TEXTO DE LEITURA

--------------------

ON - O que esperar do governo de Jair Bolsonaro?
Antônio Kurtz Amantino - Seus eleitores esperam que ele cumpra o que prometeu. Os brasileiros, certamente, esperam que ele coloque a economia no caminho do crescimento, o que vai exigir a recuperação das finanças públicas e a diminuição do tamanho do Estado. Hoje, como todos sabemos, a União, os Estados e os municípios não tem a mínima capacidade de investimento. Todos sofrem com a precariedade dos serviços prestados pelo Estado, mas as maiores vítimas do descalabro dos serviços públicos são os mais pobres.

 

ON - O que pode ser determinante para o sucesso do atual governo?
Amantino - Recuperação das finanças públicas. Diminuição do tal de “custo Brasil”, a fim de destravar a economia. Hoje, o ambiente para quem quiser empreender no Brasil é profundamente hostil. Será uma tarefa difícil. Nosso mastodôntico Estado sufoca os brasileiros, especialmente aqueles que mais podem contribuir para a geração de riquezas. E também se transformou numa perversa máquina produtora de privilégios e concentradora de renda. E serão esses privilegiados, encastelados no setor público, notadamente no Legislativo e no Judiciário, que deverão oferecer a maior resistência às reformas que a sociedade brasileira terá de fazer.

 

ON – Então o fracasso seria determinado pelo rumo econômico?

--------------------

EXTRATO DE DADOS
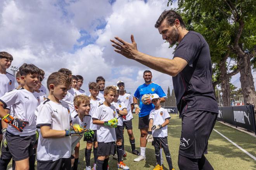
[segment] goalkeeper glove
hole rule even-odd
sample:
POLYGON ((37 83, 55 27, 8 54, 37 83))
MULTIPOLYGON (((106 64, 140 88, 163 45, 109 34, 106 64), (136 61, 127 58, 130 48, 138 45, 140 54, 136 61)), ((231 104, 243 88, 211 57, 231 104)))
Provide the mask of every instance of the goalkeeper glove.
POLYGON ((7 128, 3 128, 2 129, 2 133, 3 133, 3 144, 5 148, 7 148, 7 141, 5 138, 5 133, 7 128))
POLYGON ((3 121, 14 127, 20 132, 22 132, 26 125, 29 123, 27 121, 22 121, 18 118, 14 119, 9 114, 3 117, 3 121))
POLYGON ((159 124, 157 126, 154 125, 153 126, 152 126, 152 128, 151 128, 151 130, 154 131, 154 130, 161 129, 162 128, 163 126, 162 126, 162 125, 161 124, 159 124))
POLYGON ((110 121, 104 122, 103 124, 105 126, 111 127, 111 128, 116 128, 118 124, 118 122, 117 119, 114 117, 110 121))
POLYGON ((138 104, 134 104, 134 108, 135 108, 135 114, 138 114, 140 112, 140 108, 138 104))
POLYGON ((36 129, 36 140, 38 139, 39 138, 39 133, 38 133, 38 131, 36 129))
POLYGON ((94 134, 93 131, 91 129, 85 129, 85 134, 84 136, 85 138, 86 139, 90 139, 92 138, 92 135, 94 134))
POLYGON ((70 126, 70 129, 65 130, 66 132, 66 136, 70 136, 73 134, 81 136, 81 133, 85 132, 85 130, 82 126, 78 124, 73 124, 70 126))
POLYGON ((152 142, 153 141, 154 141, 154 139, 153 138, 152 131, 149 131, 148 132, 147 136, 147 138, 146 139, 147 141, 147 142, 152 142))

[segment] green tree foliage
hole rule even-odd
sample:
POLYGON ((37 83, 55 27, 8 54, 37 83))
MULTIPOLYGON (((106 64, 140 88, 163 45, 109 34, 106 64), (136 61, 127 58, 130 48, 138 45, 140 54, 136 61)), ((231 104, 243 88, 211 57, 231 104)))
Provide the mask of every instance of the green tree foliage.
MULTIPOLYGON (((169 0, 168 5, 173 1, 169 0)), ((221 87, 228 86, 227 81, 239 71, 245 102, 250 104, 256 102, 251 69, 256 68, 256 3, 253 0, 178 0, 176 9, 186 28, 200 32, 209 44, 214 85, 224 79, 221 87), (228 58, 237 65, 228 68, 228 58)))

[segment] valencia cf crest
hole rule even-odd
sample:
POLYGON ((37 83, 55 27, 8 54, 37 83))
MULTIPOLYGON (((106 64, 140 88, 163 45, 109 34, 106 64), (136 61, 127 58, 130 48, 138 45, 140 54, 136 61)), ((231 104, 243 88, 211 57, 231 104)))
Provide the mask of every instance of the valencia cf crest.
POLYGON ((69 110, 69 108, 68 108, 67 107, 66 107, 66 108, 67 109, 67 112, 68 112, 68 114, 70 114, 70 110, 69 110))

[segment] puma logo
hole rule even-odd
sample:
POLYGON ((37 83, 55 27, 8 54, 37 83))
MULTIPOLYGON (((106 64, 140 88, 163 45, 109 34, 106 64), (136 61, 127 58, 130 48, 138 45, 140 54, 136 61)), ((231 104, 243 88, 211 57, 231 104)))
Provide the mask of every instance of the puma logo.
POLYGON ((186 139, 185 139, 185 138, 183 138, 182 139, 183 139, 183 140, 184 140, 184 141, 185 141, 185 142, 187 142, 187 144, 188 144, 188 146, 189 146, 189 140, 190 140, 190 139, 189 139, 189 140, 188 140, 187 141, 187 140, 186 140, 186 139))

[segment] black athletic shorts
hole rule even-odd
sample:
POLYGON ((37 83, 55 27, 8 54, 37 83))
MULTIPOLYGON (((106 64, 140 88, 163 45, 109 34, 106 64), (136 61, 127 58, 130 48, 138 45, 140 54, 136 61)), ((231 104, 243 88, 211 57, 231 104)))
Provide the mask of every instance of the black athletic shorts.
POLYGON ((93 130, 93 131, 94 132, 94 134, 93 134, 92 137, 90 139, 86 138, 84 136, 83 137, 83 141, 86 141, 87 142, 92 143, 93 142, 97 141, 97 130, 93 130))
POLYGON ((201 158, 207 148, 208 139, 218 114, 195 110, 183 113, 179 153, 192 159, 201 158))
POLYGON ((106 143, 98 142, 97 155, 107 156, 114 154, 115 144, 115 142, 106 143))
POLYGON ((168 148, 168 141, 167 137, 153 137, 154 141, 152 142, 152 145, 155 148, 168 148))
POLYGON ((124 127, 122 126, 118 126, 117 128, 116 128, 115 129, 116 129, 116 139, 123 139, 123 136, 124 136, 123 133, 124 127))
POLYGON ((3 129, 3 127, 2 127, 2 119, 0 119, 0 134, 3 134, 2 132, 2 129, 3 129))
POLYGON ((3 141, 2 141, 2 146, 1 147, 1 156, 0 158, 5 159, 5 160, 9 160, 11 159, 12 158, 12 156, 11 154, 10 151, 9 150, 9 148, 7 147, 7 148, 5 148, 3 144, 3 141))
POLYGON ((131 120, 124 121, 123 122, 123 126, 124 127, 124 129, 125 128, 125 129, 127 130, 132 129, 132 121, 131 120))
POLYGON ((37 160, 37 170, 71 170, 71 158, 61 158, 55 161, 37 160))
POLYGON ((149 114, 142 117, 139 117, 139 129, 148 128, 149 124, 149 114))

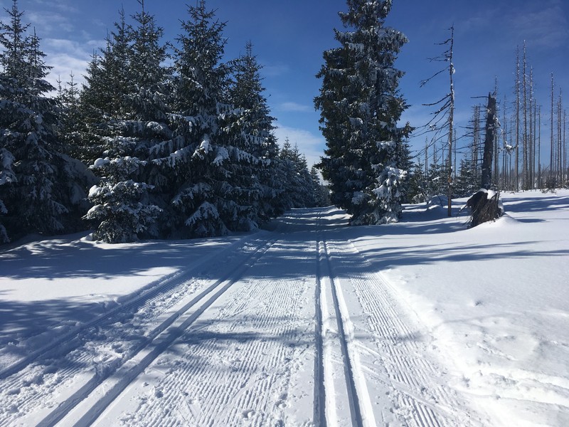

--------------------

INSTRUÇÃO
Prossiga a entrevista sobre o governo de Jair Bolsonaro a partir do ponto em que o texto termina. Os registros não têm papel algum nesta atividade.

RESPOSTA
Amantino – Exatamente, não recuperar as finanças do Estado pode significar fracasso. A superação da crise fiscal é condição indispensável para que o Estado nacional recupere a capacidade de investimento, especialmente nos serviços públicos (segurança, saúde, educação, infraestrutura). A história mostra que não são apenas as eleições que dão legitimidade aos governantes. O desenvolvimento econômico também faz isso. Um exemplo contemporâneo e muito eloquente vem da China e do Vietnã. Os dirigentes comunistas daqueles dois países perceberam que o desenvolvimento da economia era necessário para que eles permanecessem no poder. Mais uma das tantas ironias da história: os comunistas, que tanto pregaram contra o capitalismo e que mataram tanta gente para coletivizar a economia, resolveram apelar ao capitalismo para que possam se manter no poder.


ON - Quando o presidente disse em seu discurso que estava acabando com o socialismo no Brasil, que recado ele deu, na sua avaliação, como historiador?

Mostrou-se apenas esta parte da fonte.